Selected excerpt —
+++
URAvatar: Universal Relightable Gaussian Codec Avatars

(junxuan-li.github.io)

91 points | by mentalgear 14 hours ago ago

12 comments

  • dwallin 10 hours ago

    Given the complete lack of any actual details about performance I would hazard a guess that this approach is likely barely realtime, requiring top hardware, and/or delivering an unimpressive fps. I would love to get more details though.

    • ladberg 4 hours ago

      Gaussian splats can pretty much be rendered in any off the shelf 3D engine with reasonable performance, and the focus of the paper is generating the splats so there's no real reason for them to mention runtime details

      • dwallin 4 hours ago

        Relightable Gaussian Codec Avatars are very, very far from your off-the-shelf splatting tech. It's fair to say that this paper is more about a way of generating more efficiently, but in the original paper from the codec avatars team (https://arxiv.org/pdf/2312.03704) they required a A100 to run at just above 60fps at 1024x1024.

        Nothing here seems to have moved that needle.

  • jy14898 8 hours ago

    Interesting that under the "URAvatar from Phone Scan" section, the first example shows a lady with blush/flush, which only appears in the center video when viewed straight on - the other angles remove this

  • michaelt 10 hours ago

    Those demo videos look great! Does anyone know how this compares to the state of the art in generating realistic, relightable models of things more broadly? For example, for video game assets?

    I'm aware of traditional techniques like photogrammetry - which is neat, but the lighting always looks a bit off to me.
+++
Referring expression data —
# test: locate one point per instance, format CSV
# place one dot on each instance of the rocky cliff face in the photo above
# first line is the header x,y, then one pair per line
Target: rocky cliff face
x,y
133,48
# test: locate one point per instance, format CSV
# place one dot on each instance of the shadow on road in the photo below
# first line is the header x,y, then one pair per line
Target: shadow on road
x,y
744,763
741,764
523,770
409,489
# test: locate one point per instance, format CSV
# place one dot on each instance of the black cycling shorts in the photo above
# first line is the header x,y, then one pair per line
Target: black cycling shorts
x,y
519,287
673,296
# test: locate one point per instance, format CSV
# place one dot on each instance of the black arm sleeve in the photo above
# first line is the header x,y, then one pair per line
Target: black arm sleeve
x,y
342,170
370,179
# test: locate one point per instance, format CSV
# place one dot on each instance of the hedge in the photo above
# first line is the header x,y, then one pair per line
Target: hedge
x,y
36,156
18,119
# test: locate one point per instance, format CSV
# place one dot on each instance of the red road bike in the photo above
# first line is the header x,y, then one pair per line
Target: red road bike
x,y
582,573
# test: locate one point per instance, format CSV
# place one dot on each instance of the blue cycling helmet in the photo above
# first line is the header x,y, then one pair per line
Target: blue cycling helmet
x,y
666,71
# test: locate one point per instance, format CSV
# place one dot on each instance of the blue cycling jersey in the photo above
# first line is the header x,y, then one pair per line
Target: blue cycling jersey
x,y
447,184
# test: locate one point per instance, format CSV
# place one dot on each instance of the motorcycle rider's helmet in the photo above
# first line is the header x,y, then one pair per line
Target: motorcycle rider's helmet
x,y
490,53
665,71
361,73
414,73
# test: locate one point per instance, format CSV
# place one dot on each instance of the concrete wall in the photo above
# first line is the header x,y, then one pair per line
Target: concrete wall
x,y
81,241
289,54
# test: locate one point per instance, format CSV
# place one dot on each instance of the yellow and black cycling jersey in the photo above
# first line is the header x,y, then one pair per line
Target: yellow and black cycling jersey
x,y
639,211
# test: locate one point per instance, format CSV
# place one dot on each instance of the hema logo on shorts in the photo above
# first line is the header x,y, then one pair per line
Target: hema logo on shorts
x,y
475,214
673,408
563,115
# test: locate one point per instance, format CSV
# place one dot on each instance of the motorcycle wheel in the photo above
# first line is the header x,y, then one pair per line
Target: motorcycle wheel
+++
Work to be completed —
Copy word for word the portion of the URAvatar thread starting with "91 points |" and going on through "more details though.".

Solution for this task —
91 points | by mentalgear 14 hours ago ago

12 comments

  • dwallin 10 hours ago

    Given the complete lack of any actual details about performance I would hazard a guess that this approach is likely barely realtime, requiring top hardware, and/or delivering an unimpressive fps. I would love to get more details though.